(VORLIEGENDER TEXT):
----------------
Strache: Langjährige FPÖ-Forderung aufgegriffen

Kein inhaltlicher Widerspruch, aber doch Kritik kam von FPÖ-Chef Heinz-Christian Strache: Kurz habe einmal mehr nur eine langjährige FPÖ-Forderung aufgegriffen. Mit einer Umsetzung sei aber nicht zu rechnen, denn Kurz sei nur “Ankündigungsweltmeister”. Von Kurz plagiiert fühlten sich auch die NEOS: Die Forderung nach strengeren einheitlichen Qualitätskriterien habe Kurz aus ihrem Konzept für Chancenkindergärten abgeschrieben, in dem auch die Kontrolle aller WienerKindergärten verlangt wird. Darauf müsste man setzen und nicht auf “plumpen Populismus”, merkte die Wiener NEOS-Klubchefin Beate Meinl-Reisinger an.

Islamische Kindergärten nur in Wien

Islamische Kindergärten gibt es nur in Wien, in den anderen Bundesländern wird keine eigene Betreuung für muslimische Kinder angeboten, ergab ein APA-Rundruf. Die zuständige steirische SPÖ-Landesrätin will eine solche auch nicht im Lande haben und Oberösterreich hat vorbeugend die Genehmigungsvorschriften verschärft, um islamische Kindergärten zu verhindern. Kritisch zur Forderung von ÖVP-Chef Sebastian Kurz, alle Islam-Kindergärten zu schließen, äußerte sich die für Integration zuständige Tiroler Landesrätin Christine Baur (Grüne). Kurz’ Vorstoß sei der “falsche Weg” – und eine “Vorverurteilung”, dass solche Kindergärten nicht existieren dürften, sei “nicht in Ordnung”. Baur ist die Gleichstellung der Religionsgemeinschaften wichtig. Tirol gehe etwa mit der Ausbildung islamischer Religionspädagogik einen anderen Weg. Die Grüne Landesrätin sprach sich allerdings für eine “öffentliche Nachschau” in solchen Kindergärten aus – um einer “Abwendung” von unserer Gesellschaft entgegenzuwirken.
----------------
(DEINE AUFGABE): Überarbeite im Text über islamische Kindergärten alles von "Strache: Langjährige FPÖ-Forderung" bis hinunter zu "Beate Meinl-Reisinger an." und gib den Abschnitt neu wieder, wobei "Ankündigungsweltmeister" durch "Ankündigungskaiser" ersetzt wird.
----------------
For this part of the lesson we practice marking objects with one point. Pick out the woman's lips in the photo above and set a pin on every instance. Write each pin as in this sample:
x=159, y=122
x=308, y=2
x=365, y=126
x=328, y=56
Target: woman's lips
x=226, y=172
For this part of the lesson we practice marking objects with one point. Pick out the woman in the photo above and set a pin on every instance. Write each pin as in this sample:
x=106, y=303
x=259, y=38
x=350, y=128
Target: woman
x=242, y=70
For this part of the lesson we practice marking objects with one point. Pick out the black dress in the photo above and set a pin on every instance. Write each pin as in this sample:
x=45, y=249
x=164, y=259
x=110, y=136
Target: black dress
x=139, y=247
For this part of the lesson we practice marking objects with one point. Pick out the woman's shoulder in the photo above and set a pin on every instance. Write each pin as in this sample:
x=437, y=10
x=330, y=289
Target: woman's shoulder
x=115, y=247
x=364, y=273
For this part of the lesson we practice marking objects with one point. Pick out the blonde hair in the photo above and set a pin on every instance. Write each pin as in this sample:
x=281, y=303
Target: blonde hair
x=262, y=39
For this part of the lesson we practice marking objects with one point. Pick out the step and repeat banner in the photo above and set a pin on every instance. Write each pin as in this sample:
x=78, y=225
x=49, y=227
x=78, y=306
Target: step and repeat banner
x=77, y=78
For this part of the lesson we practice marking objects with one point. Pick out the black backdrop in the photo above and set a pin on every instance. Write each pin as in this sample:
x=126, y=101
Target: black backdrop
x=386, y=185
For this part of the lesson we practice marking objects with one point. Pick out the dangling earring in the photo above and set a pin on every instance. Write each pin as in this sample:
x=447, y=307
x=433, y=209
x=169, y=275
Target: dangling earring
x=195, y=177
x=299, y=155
----------------
(ANTWORT):
Strache: Langjährige FPÖ-Forderung aufgegriffen

Kein inhaltlicher Widerspruch, aber doch Kritik kam von FPÖ-Chef Heinz-Christian Strache: Kurz habe einmal mehr nur eine langjährige FPÖ-Forderung aufgegriffen. Mit einer Umsetzung sei aber nicht zu rechnen, denn Kurz sei nur “Ankündigungskaiser”. Von Kurz plagiiert fühlten sich auch die NEOS: Die Forderung nach strengeren einheitlichen Qualitätskriterien habe Kurz aus ihrem Konzept für Chancenkindergärten abgeschrieben, in dem auch die Kontrolle aller WienerKindergärten verlangt wird. Darauf müsste man setzen und nicht auf “plumpen Populismus”, merkte die Wiener NEOS-Klubchefin Beate Meinl-Reisinger an.